▶

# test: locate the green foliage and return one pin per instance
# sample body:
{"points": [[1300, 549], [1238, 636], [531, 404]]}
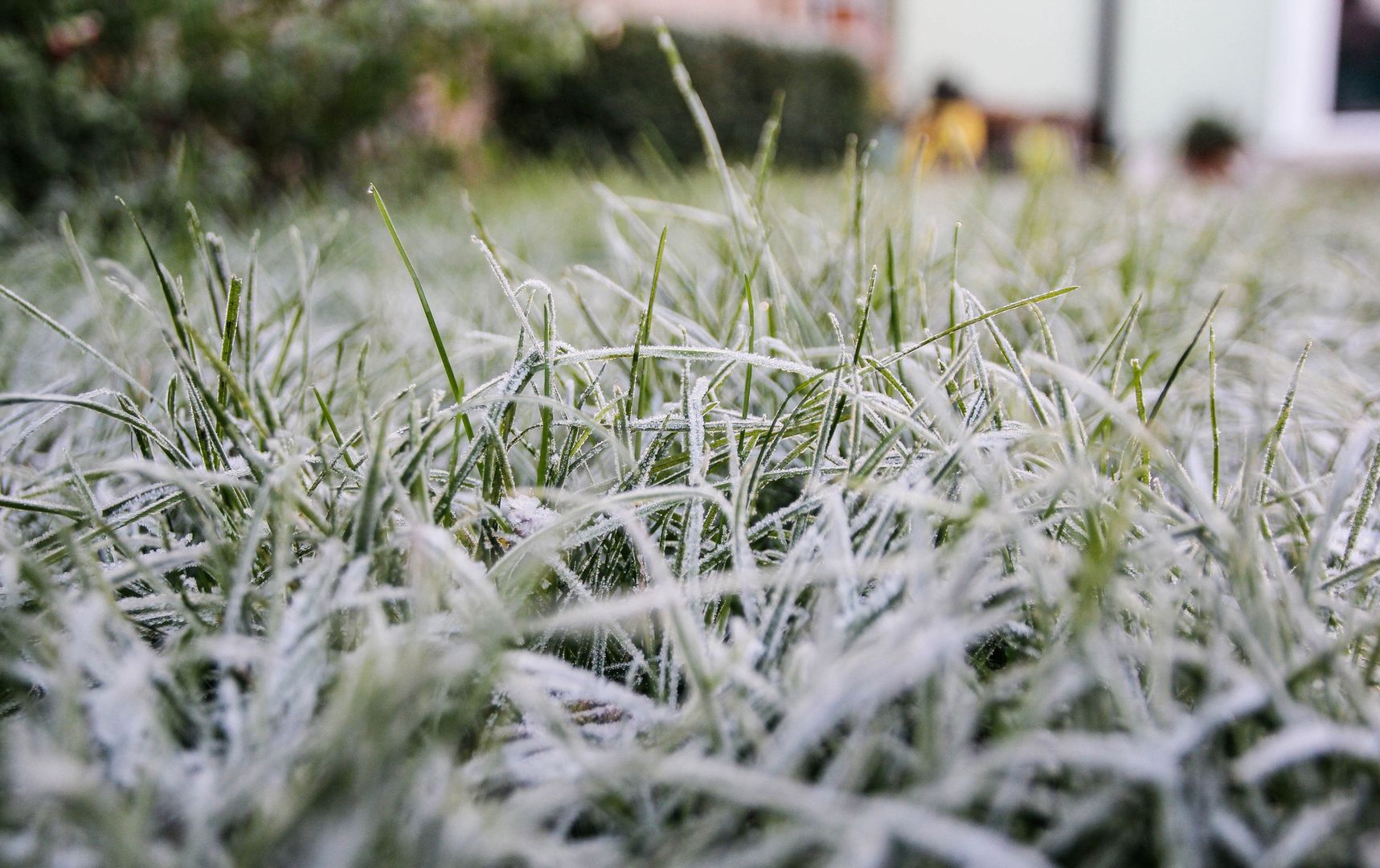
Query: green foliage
{"points": [[621, 97], [248, 97], [1209, 138]]}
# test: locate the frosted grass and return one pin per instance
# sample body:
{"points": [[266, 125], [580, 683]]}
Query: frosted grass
{"points": [[783, 563]]}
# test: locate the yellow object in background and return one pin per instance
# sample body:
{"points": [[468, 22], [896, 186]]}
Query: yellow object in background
{"points": [[1043, 149], [952, 133]]}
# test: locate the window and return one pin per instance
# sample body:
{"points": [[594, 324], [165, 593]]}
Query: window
{"points": [[1358, 57]]}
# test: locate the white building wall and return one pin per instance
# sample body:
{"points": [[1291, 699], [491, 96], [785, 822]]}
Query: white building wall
{"points": [[1033, 55]]}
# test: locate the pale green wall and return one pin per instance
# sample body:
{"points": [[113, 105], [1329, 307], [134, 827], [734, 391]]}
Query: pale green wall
{"points": [[1022, 54], [1181, 58], [1177, 58]]}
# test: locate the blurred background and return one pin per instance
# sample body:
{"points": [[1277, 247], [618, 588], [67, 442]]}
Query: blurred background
{"points": [[235, 104]]}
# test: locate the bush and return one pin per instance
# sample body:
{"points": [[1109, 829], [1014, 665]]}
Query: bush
{"points": [[254, 96], [623, 96]]}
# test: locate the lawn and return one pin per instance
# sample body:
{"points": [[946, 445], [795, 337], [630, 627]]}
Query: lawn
{"points": [[731, 518]]}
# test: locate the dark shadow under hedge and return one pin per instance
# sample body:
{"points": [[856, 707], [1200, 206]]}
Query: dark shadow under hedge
{"points": [[624, 96]]}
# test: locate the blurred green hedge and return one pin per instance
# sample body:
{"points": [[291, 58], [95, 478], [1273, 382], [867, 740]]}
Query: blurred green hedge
{"points": [[624, 97], [227, 101]]}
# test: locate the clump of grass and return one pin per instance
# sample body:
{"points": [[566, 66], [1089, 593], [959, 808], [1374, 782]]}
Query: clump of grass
{"points": [[741, 552]]}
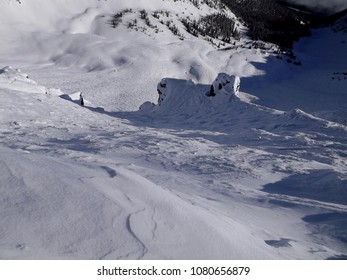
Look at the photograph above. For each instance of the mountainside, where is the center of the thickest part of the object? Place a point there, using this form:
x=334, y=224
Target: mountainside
x=194, y=142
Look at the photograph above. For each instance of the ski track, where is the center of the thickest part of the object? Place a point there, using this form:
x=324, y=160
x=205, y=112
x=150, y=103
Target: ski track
x=205, y=180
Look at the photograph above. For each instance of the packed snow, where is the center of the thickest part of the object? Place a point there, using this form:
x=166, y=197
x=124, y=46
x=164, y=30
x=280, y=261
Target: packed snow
x=256, y=170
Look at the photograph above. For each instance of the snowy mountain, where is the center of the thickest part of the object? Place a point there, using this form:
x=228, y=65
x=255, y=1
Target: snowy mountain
x=193, y=142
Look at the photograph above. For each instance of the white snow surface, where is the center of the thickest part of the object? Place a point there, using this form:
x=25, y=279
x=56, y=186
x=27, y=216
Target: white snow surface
x=255, y=174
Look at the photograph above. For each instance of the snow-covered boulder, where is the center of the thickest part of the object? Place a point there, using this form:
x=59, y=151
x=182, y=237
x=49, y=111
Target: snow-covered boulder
x=225, y=84
x=14, y=79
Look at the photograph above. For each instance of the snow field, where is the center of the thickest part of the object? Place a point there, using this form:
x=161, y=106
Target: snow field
x=247, y=177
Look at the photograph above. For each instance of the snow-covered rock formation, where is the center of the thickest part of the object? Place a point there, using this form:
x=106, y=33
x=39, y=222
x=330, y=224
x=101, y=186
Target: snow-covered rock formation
x=225, y=84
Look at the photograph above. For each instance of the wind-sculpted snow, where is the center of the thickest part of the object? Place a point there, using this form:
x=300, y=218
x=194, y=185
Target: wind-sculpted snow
x=256, y=172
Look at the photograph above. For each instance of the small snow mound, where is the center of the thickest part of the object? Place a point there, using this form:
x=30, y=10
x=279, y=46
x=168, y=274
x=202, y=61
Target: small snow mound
x=14, y=79
x=298, y=114
x=225, y=84
x=147, y=106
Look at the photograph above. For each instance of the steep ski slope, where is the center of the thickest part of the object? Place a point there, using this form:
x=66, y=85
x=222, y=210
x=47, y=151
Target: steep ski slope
x=195, y=178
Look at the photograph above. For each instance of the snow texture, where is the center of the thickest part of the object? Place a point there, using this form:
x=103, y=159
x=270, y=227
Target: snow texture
x=253, y=172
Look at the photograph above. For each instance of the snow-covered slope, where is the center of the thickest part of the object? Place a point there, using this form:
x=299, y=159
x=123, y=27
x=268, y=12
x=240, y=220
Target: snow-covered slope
x=238, y=175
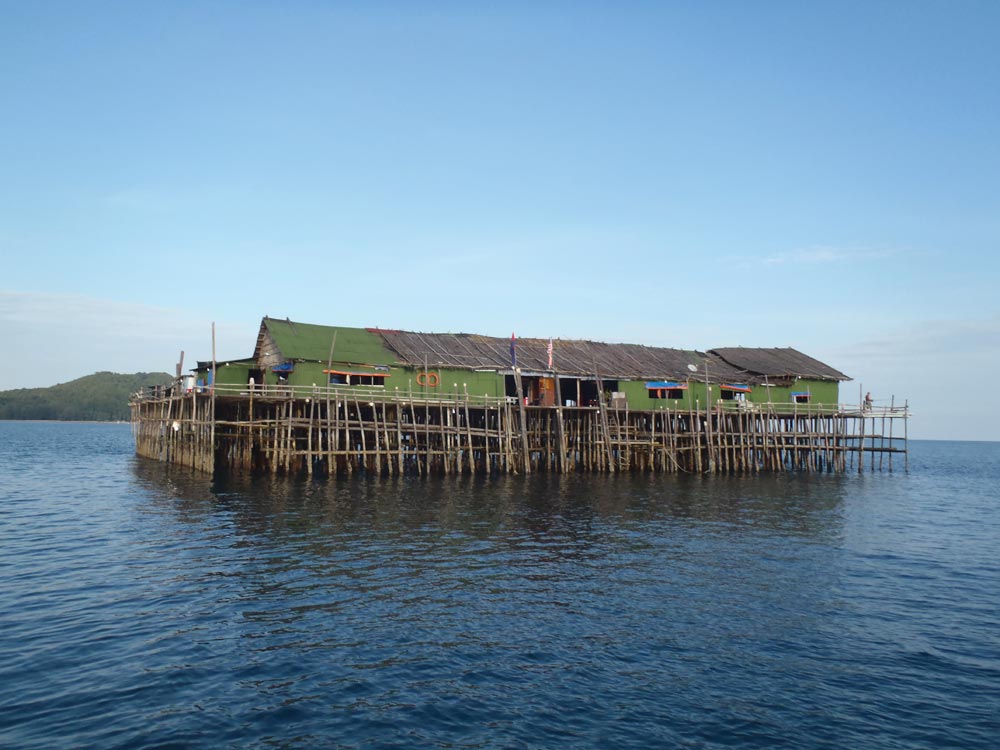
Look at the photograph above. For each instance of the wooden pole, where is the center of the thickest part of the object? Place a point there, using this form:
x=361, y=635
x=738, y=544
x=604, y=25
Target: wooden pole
x=522, y=412
x=211, y=447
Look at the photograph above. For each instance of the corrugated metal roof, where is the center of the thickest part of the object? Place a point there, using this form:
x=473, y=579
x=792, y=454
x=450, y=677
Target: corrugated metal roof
x=620, y=361
x=777, y=363
x=305, y=341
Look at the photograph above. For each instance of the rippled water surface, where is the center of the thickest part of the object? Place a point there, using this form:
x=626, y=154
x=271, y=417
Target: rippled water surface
x=145, y=606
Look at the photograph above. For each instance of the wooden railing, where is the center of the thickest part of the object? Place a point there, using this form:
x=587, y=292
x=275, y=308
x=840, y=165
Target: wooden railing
x=381, y=394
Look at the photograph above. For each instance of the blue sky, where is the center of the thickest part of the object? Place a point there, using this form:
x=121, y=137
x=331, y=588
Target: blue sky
x=817, y=175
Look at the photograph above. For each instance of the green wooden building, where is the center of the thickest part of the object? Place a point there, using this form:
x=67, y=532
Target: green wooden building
x=577, y=373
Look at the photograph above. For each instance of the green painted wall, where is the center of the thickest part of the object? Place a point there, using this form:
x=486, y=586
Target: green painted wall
x=403, y=378
x=492, y=384
x=822, y=392
x=233, y=373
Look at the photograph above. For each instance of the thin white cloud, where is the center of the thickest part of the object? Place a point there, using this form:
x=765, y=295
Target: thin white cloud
x=56, y=337
x=817, y=255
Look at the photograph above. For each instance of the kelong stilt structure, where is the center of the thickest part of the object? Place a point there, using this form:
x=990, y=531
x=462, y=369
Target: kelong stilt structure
x=328, y=401
x=326, y=431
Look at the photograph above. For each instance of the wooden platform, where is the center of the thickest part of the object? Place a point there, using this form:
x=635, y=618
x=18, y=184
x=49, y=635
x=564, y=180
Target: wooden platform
x=329, y=431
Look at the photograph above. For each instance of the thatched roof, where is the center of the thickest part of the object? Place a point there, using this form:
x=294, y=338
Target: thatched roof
x=777, y=363
x=303, y=341
x=571, y=357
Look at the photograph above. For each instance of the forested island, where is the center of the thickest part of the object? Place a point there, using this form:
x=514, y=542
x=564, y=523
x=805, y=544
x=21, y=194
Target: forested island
x=101, y=397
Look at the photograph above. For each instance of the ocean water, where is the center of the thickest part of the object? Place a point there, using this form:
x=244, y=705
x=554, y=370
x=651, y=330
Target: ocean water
x=144, y=606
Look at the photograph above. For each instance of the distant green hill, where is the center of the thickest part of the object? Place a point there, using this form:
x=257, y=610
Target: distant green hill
x=100, y=397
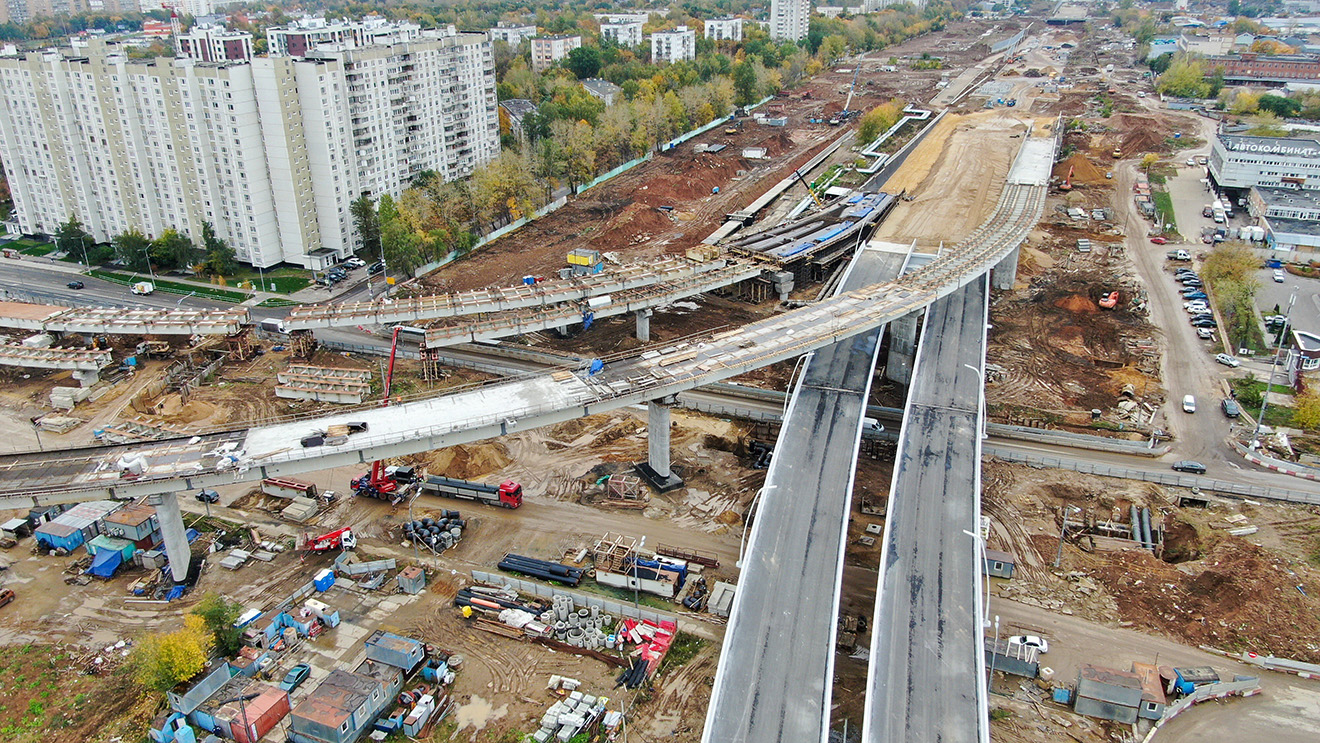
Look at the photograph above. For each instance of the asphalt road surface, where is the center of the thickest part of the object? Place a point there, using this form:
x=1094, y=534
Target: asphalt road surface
x=924, y=656
x=776, y=668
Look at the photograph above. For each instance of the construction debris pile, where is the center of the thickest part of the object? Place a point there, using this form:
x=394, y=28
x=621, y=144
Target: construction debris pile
x=576, y=714
x=437, y=535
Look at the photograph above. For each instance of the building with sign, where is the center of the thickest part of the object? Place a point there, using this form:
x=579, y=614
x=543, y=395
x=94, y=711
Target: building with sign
x=1238, y=162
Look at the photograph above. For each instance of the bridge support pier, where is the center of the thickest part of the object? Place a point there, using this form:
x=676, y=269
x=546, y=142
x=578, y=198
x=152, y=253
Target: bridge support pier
x=87, y=378
x=656, y=469
x=643, y=325
x=174, y=533
x=1006, y=271
x=898, y=367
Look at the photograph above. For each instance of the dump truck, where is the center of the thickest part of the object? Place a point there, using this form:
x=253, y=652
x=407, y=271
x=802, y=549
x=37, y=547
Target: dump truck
x=507, y=495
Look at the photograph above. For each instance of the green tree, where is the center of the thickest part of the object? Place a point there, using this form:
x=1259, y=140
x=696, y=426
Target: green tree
x=745, y=83
x=584, y=62
x=163, y=661
x=221, y=259
x=1186, y=78
x=174, y=250
x=131, y=250
x=219, y=616
x=73, y=239
x=367, y=225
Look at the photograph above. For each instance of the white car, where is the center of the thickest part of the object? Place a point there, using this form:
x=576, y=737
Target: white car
x=1030, y=642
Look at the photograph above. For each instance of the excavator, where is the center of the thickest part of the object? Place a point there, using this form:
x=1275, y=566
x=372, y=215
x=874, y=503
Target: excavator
x=338, y=539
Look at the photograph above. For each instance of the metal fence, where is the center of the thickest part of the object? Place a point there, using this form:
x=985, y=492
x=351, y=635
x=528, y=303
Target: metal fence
x=1162, y=478
x=580, y=599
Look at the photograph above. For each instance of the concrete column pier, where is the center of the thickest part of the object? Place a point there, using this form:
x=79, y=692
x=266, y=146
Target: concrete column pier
x=898, y=367
x=1006, y=271
x=643, y=325
x=174, y=533
x=656, y=469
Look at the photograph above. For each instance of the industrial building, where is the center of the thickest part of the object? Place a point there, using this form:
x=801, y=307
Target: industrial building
x=549, y=49
x=269, y=151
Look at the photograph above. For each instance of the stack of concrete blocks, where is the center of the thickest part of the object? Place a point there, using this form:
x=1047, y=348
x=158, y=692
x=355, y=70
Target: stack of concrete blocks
x=569, y=717
x=578, y=627
x=65, y=397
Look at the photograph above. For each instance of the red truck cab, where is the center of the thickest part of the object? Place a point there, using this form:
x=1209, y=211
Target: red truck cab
x=510, y=494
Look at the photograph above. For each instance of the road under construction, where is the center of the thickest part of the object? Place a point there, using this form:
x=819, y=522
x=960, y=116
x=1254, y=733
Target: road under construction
x=164, y=469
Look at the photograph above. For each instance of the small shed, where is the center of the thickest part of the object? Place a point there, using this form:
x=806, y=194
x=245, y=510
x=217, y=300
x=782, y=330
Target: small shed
x=1108, y=693
x=998, y=564
x=16, y=528
x=102, y=543
x=58, y=536
x=400, y=652
x=1153, y=690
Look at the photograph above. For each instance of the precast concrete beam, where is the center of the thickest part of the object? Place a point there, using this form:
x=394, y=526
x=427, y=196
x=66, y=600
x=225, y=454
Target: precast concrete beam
x=174, y=533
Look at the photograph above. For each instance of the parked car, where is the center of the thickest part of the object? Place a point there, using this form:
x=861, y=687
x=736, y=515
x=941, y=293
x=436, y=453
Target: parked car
x=296, y=676
x=1030, y=642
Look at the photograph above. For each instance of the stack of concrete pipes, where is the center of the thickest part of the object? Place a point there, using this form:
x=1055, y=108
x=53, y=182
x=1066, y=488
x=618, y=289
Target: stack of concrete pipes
x=578, y=627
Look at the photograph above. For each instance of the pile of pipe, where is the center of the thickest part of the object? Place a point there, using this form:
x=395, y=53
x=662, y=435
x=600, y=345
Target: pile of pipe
x=524, y=620
x=635, y=676
x=494, y=599
x=541, y=569
x=436, y=535
x=580, y=627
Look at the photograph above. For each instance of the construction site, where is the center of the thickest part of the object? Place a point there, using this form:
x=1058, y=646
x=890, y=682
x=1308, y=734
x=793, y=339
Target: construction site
x=562, y=577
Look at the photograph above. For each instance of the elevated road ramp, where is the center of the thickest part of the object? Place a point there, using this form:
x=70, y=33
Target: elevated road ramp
x=52, y=318
x=925, y=680
x=775, y=673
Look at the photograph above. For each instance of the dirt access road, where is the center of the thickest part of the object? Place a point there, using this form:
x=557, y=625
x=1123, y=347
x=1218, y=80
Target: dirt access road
x=1286, y=711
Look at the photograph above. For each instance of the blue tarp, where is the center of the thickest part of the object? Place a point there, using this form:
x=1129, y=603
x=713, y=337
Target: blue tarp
x=106, y=562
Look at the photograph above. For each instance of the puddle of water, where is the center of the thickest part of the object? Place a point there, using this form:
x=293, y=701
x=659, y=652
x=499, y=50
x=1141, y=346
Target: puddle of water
x=477, y=713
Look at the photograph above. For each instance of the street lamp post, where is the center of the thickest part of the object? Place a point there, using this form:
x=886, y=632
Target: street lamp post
x=1274, y=366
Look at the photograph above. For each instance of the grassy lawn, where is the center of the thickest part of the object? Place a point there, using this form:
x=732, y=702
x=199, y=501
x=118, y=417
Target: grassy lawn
x=173, y=288
x=1164, y=206
x=277, y=280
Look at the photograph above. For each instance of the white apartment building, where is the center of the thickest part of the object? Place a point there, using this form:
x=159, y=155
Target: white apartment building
x=309, y=32
x=788, y=19
x=638, y=17
x=214, y=44
x=724, y=29
x=272, y=151
x=511, y=33
x=675, y=45
x=622, y=32
x=549, y=49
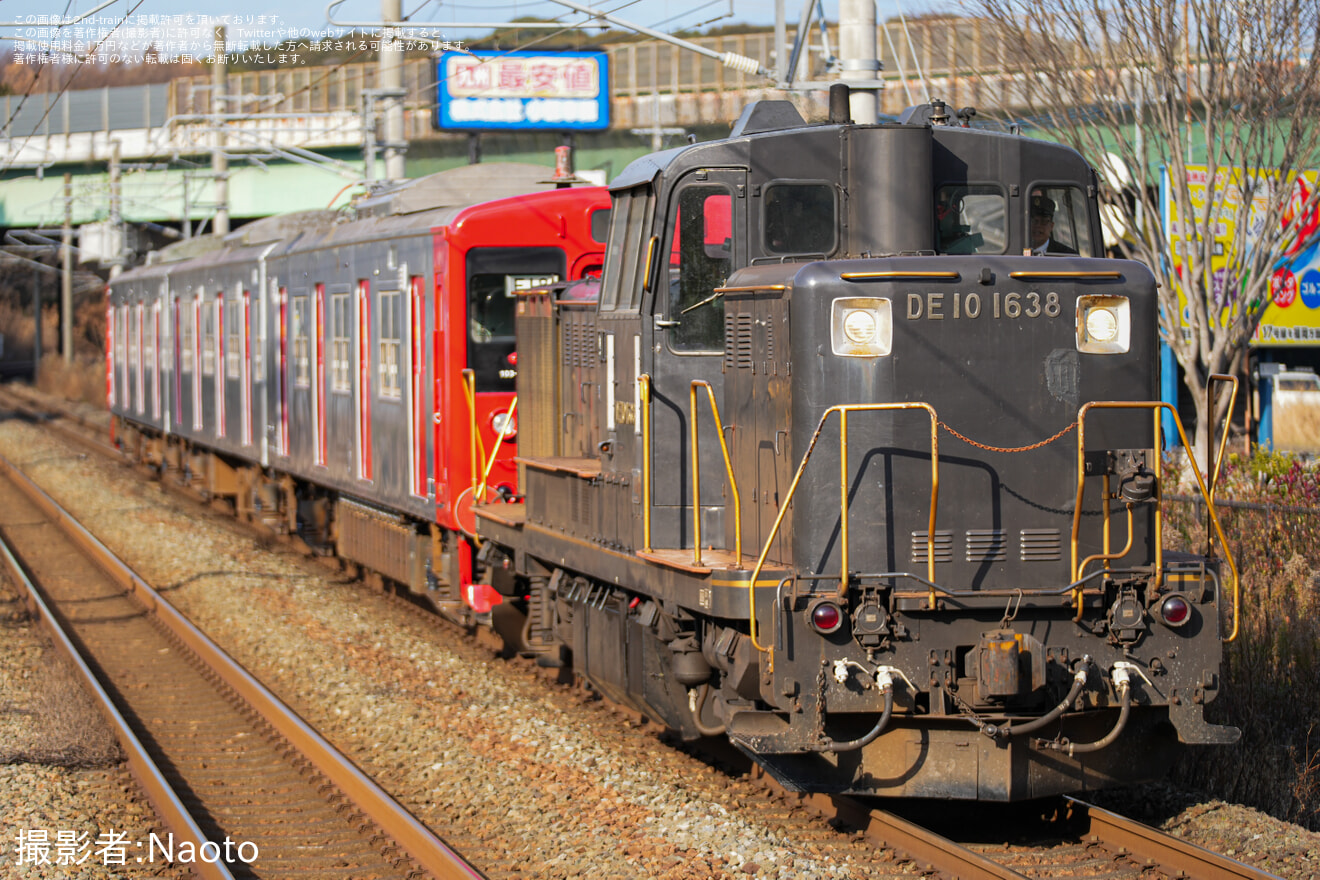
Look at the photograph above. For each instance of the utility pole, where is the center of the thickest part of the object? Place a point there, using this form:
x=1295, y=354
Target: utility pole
x=392, y=90
x=116, y=214
x=36, y=314
x=219, y=161
x=66, y=276
x=780, y=38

◀

_Your goal_
For this exercise, transcribe exactly only the lines from the one containing "Look at the photograph above. For each instance of the grassy" through the end of the listing, inclusive, without the pictures.

_Answer to this exercise_
Look at the photograph above. For each instance of the grassy lawn, where is the center of the thickest part of the object? Place a point there, using this form:
x=732, y=702
x=199, y=501
x=118, y=417
Target: grassy lawn
x=173, y=288
x=1164, y=206
x=277, y=280
Look at the photograph above. For each instance of the white apartment building, where is the center of the thickest part of the object? Place a point there, using this form:
x=159, y=155
Target: white apartment building
x=309, y=32
x=788, y=19
x=638, y=17
x=214, y=44
x=724, y=29
x=272, y=151
x=511, y=33
x=675, y=45
x=622, y=32
x=549, y=49
Look at the photograph above. For each instance of the utility pole, where is the center of the thickest part of the object? Place a point there, using this form:
x=1295, y=354
Target: utility pole
x=392, y=90
x=116, y=214
x=36, y=314
x=219, y=161
x=66, y=276
x=780, y=38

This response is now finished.